* WORK TO COMPLETE: All the data must be output exactly as given.

== LISTED ENTRIES ==

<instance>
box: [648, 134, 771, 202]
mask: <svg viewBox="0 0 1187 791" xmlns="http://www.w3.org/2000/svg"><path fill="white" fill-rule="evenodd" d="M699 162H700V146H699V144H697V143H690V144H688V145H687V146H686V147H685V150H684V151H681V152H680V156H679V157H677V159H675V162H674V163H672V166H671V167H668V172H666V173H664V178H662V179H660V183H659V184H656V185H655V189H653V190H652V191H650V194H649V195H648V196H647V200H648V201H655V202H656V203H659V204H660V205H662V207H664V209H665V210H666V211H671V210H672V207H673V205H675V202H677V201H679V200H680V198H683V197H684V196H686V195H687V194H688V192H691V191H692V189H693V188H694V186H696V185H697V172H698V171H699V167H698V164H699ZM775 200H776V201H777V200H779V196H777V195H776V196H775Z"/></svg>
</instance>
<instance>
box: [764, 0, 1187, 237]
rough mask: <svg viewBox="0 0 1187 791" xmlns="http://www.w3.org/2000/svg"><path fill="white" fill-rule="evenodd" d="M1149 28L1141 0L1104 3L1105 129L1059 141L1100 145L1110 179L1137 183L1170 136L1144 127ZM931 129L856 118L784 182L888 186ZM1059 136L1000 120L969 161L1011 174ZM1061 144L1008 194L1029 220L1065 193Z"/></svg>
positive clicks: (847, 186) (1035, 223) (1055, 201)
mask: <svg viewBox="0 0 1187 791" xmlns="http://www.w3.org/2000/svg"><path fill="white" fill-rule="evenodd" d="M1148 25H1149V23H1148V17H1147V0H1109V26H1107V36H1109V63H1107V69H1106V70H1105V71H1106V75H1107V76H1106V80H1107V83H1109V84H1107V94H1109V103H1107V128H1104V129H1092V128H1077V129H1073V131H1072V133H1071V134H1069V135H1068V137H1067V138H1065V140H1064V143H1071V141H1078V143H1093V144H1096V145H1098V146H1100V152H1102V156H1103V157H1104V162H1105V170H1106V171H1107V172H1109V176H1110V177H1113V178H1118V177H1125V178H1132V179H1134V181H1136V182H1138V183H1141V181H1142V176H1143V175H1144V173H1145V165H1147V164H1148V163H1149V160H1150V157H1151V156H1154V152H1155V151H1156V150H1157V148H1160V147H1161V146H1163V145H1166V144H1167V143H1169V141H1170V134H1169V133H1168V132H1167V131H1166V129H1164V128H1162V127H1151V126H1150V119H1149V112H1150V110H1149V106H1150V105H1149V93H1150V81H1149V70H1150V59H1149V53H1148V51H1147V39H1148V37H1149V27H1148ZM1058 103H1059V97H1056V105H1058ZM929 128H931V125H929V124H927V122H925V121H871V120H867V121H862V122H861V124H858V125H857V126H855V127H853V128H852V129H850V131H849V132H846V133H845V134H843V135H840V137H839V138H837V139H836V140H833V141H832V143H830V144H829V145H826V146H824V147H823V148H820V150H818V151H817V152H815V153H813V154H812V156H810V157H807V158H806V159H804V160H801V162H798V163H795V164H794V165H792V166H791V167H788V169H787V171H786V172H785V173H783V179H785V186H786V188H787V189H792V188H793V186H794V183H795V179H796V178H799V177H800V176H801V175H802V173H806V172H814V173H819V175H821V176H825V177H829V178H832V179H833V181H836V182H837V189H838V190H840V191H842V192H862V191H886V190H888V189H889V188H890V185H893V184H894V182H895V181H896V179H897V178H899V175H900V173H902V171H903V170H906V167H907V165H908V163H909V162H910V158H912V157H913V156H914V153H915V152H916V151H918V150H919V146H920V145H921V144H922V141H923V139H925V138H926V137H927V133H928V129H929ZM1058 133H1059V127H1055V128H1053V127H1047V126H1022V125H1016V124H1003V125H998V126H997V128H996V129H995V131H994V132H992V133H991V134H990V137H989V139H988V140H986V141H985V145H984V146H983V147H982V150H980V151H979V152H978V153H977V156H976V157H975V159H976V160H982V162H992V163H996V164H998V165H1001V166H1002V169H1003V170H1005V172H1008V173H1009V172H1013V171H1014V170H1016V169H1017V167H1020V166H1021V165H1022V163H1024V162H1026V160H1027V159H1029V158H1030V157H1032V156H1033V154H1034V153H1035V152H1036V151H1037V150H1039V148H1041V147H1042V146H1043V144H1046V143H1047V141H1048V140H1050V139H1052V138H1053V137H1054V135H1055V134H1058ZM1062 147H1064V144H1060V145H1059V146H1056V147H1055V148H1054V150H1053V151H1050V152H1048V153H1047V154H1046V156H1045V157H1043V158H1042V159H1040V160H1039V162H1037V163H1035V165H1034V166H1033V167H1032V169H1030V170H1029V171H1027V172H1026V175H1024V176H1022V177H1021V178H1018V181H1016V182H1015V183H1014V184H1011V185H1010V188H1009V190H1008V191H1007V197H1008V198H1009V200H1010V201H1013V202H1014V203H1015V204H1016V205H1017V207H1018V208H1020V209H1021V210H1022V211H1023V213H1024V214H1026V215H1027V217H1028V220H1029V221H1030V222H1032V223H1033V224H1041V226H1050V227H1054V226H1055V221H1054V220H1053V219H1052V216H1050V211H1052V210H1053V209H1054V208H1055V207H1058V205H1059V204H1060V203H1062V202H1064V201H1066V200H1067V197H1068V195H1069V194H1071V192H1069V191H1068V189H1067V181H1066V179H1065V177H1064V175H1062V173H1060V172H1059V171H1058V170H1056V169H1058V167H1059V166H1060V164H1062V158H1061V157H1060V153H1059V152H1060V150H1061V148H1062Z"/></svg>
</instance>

===

* ANSWER TO THE PROBLEM:
<instance>
box: [648, 134, 771, 202]
mask: <svg viewBox="0 0 1187 791" xmlns="http://www.w3.org/2000/svg"><path fill="white" fill-rule="evenodd" d="M699 162H700V146H699V144H697V143H690V144H688V145H687V146H686V147H685V150H684V151H681V152H680V156H679V157H677V159H675V162H674V163H672V166H671V167H668V172H666V173H664V178H662V179H660V183H659V184H656V185H655V189H653V190H652V191H650V194H649V195H648V196H647V200H648V201H655V202H656V203H659V204H660V205H662V207H664V209H665V210H666V211H671V210H672V207H673V205H675V202H677V201H679V200H680V198H683V197H684V196H686V195H687V194H688V192H691V191H692V189H693V188H694V186H696V185H697V172H698V171H699V167H698V164H699ZM775 200H776V201H777V200H779V196H777V195H776V196H775Z"/></svg>
</instance>
<instance>
box: [764, 0, 1187, 237]
rough mask: <svg viewBox="0 0 1187 791" xmlns="http://www.w3.org/2000/svg"><path fill="white" fill-rule="evenodd" d="M1149 28L1141 0L1104 3L1105 129L1059 141L1100 145L1110 179L1137 183L1170 136L1144 127ZM931 129L856 118L784 182L888 186ZM1059 136L1000 120L969 161L1011 174ZM1061 144L1008 194L1029 220L1065 193Z"/></svg>
positive clicks: (847, 186) (1035, 223) (1055, 201)
mask: <svg viewBox="0 0 1187 791" xmlns="http://www.w3.org/2000/svg"><path fill="white" fill-rule="evenodd" d="M1148 25H1149V23H1148V17H1147V0H1109V26H1107V36H1109V63H1107V69H1106V70H1105V71H1106V75H1107V76H1106V80H1107V83H1109V84H1107V94H1109V103H1107V128H1104V129H1092V128H1077V129H1073V131H1072V133H1071V134H1069V135H1068V137H1067V138H1065V140H1064V143H1071V141H1078V143H1093V144H1096V145H1098V146H1100V152H1102V156H1103V157H1104V162H1105V170H1106V171H1107V172H1109V176H1110V177H1113V178H1118V177H1125V178H1132V179H1134V181H1136V182H1138V183H1141V181H1142V176H1143V175H1144V173H1145V165H1147V164H1148V163H1149V160H1150V157H1151V156H1154V152H1155V151H1156V150H1157V148H1160V147H1161V146H1163V145H1166V144H1167V143H1169V141H1170V134H1169V133H1168V132H1167V131H1166V129H1164V128H1162V127H1151V126H1150V119H1149V112H1150V110H1149V106H1150V105H1149V93H1150V81H1149V70H1150V59H1149V53H1148V51H1147V39H1148V37H1149V27H1148ZM1058 103H1059V97H1056V105H1058ZM929 128H931V125H929V124H927V122H925V121H871V120H867V121H862V122H861V124H858V125H857V126H855V127H853V128H852V129H850V131H849V132H846V133H845V134H843V135H840V137H839V138H837V139H836V140H833V141H832V143H830V144H829V145H826V146H824V147H823V148H820V150H818V151H817V152H815V153H813V154H812V156H810V157H807V158H806V159H804V160H801V162H798V163H795V164H794V165H792V166H791V167H788V169H787V171H786V172H785V173H783V179H785V186H786V188H787V189H792V188H793V186H794V183H795V179H796V178H799V177H800V176H801V175H802V173H806V172H814V173H819V175H821V176H825V177H829V178H832V179H833V181H836V182H837V189H838V190H840V191H842V192H862V191H886V190H888V189H889V188H890V185H893V184H894V182H895V181H896V179H897V178H899V175H900V173H902V171H903V170H906V167H907V165H908V163H909V162H910V158H912V157H913V156H914V153H915V152H916V151H918V150H919V146H920V145H921V144H922V141H923V139H925V138H926V137H927V133H928V129H929ZM1058 133H1059V127H1055V128H1053V127H1047V126H1022V125H1016V124H1003V125H998V126H997V128H996V129H995V131H994V132H992V133H991V134H990V137H989V139H988V140H986V141H985V145H984V146H983V147H982V150H980V151H979V152H978V153H977V156H976V157H975V159H976V160H982V162H992V163H996V164H998V165H1001V166H1002V169H1003V170H1005V172H1008V173H1009V172H1013V171H1014V170H1016V169H1017V167H1020V166H1021V165H1022V163H1024V162H1026V160H1027V159H1029V158H1030V157H1032V156H1033V154H1034V153H1035V152H1036V151H1037V150H1039V148H1041V147H1042V146H1043V144H1046V143H1047V141H1048V140H1050V139H1052V138H1053V137H1054V135H1055V134H1058ZM1062 147H1064V144H1060V145H1059V146H1056V147H1055V148H1054V150H1053V151H1050V152H1048V153H1047V154H1046V156H1045V157H1043V158H1042V159H1040V160H1039V162H1037V163H1035V165H1034V166H1033V167H1032V169H1030V170H1029V171H1027V172H1026V175H1024V176H1022V177H1021V178H1018V181H1016V182H1015V183H1014V184H1011V185H1010V188H1009V190H1008V191H1007V197H1008V198H1009V200H1010V201H1013V202H1014V203H1015V204H1016V205H1017V207H1018V208H1020V209H1021V210H1022V211H1023V213H1024V214H1026V215H1027V217H1028V220H1029V221H1030V222H1032V223H1033V224H1041V226H1050V227H1054V226H1055V221H1054V220H1053V219H1052V216H1050V211H1052V210H1053V209H1054V208H1055V207H1058V205H1059V204H1060V203H1062V202H1064V201H1066V200H1067V197H1068V195H1069V194H1071V192H1069V191H1068V189H1067V181H1066V179H1065V177H1064V175H1062V173H1060V172H1059V171H1058V170H1056V169H1058V167H1059V166H1060V164H1062V158H1061V157H1060V153H1059V152H1060V150H1061V148H1062Z"/></svg>
</instance>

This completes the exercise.